Material shown START
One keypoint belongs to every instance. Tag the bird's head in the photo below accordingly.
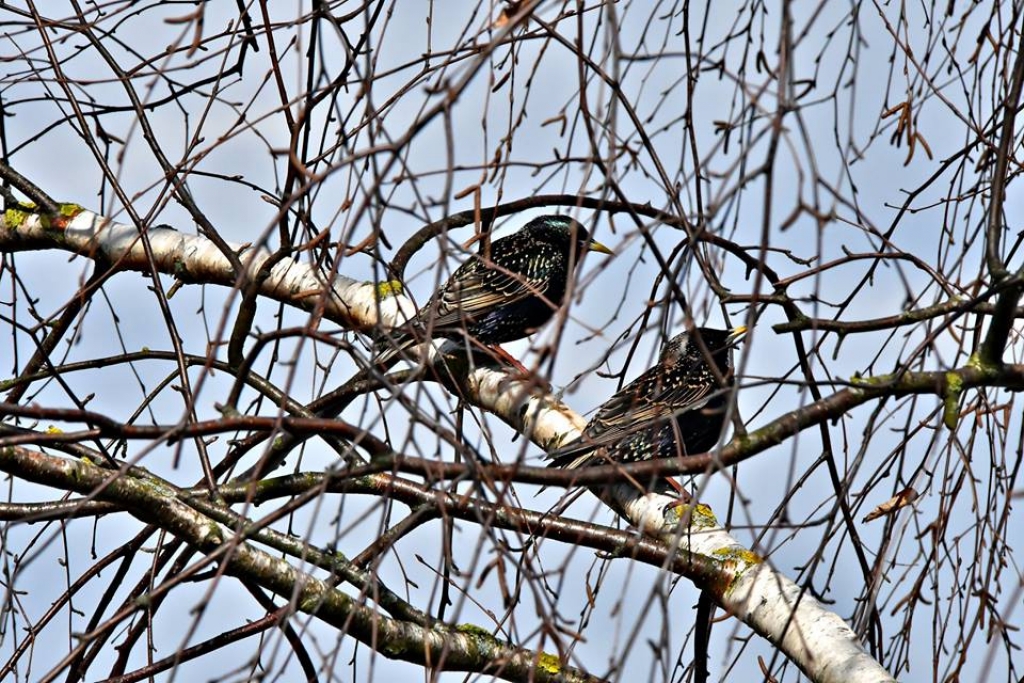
(683, 348)
(562, 230)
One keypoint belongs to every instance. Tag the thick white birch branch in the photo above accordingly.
(817, 640)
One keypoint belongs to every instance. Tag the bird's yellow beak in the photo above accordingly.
(737, 334)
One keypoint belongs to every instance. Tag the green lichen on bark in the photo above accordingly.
(389, 289)
(950, 400)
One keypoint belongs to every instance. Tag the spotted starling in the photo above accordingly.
(504, 296)
(676, 408)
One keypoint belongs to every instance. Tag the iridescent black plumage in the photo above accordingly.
(676, 408)
(506, 295)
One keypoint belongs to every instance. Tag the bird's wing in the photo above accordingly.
(626, 414)
(479, 289)
(645, 401)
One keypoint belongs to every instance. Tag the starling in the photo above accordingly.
(506, 296)
(677, 408)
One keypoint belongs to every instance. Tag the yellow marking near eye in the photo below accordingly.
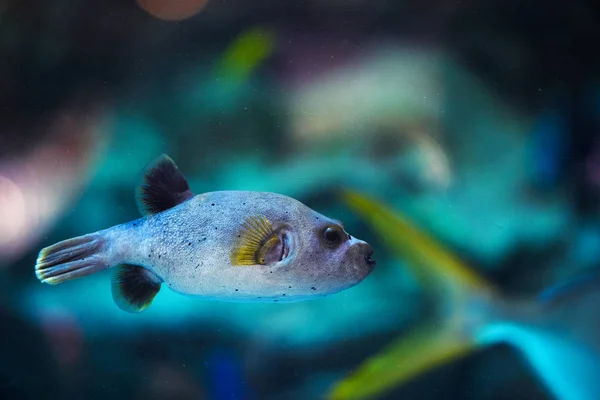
(256, 238)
Material shown END
Task goal
The listing above is to be set down word for word, without its images.

Response
One keypoint belongs to every instance. Tag the bird's head in the photo below accordingly.
(683, 348)
(562, 230)
One keypoint belongs to every instance. Tag the thick white birch branch in the photo above accordingly.
(817, 640)
One keypoint belongs to every instance. Tag the bird's yellow beak in the photo above accordingly.
(737, 334)
One keypoint belongs to every instance. Tag the green lichen on bark in the photo above accordingly.
(389, 289)
(950, 400)
One keypoint belongs to every instance. Tag the spotted starling in the photo above accordingly.
(504, 296)
(676, 408)
One keypoint belongs to every instance. Tag the iridescent black plumage in the photo above accordingly.
(676, 408)
(506, 295)
One keypoint belongs to every instance. Tag the bird's wing in the photo above accordingly.
(626, 414)
(479, 289)
(645, 401)
One keypoint belongs to every instance. Tag the starling in the photo above accordingly.
(506, 296)
(677, 408)
One keypoint belongs to every instance. Tag the yellow marking near eye in the photo below accordingly.
(256, 238)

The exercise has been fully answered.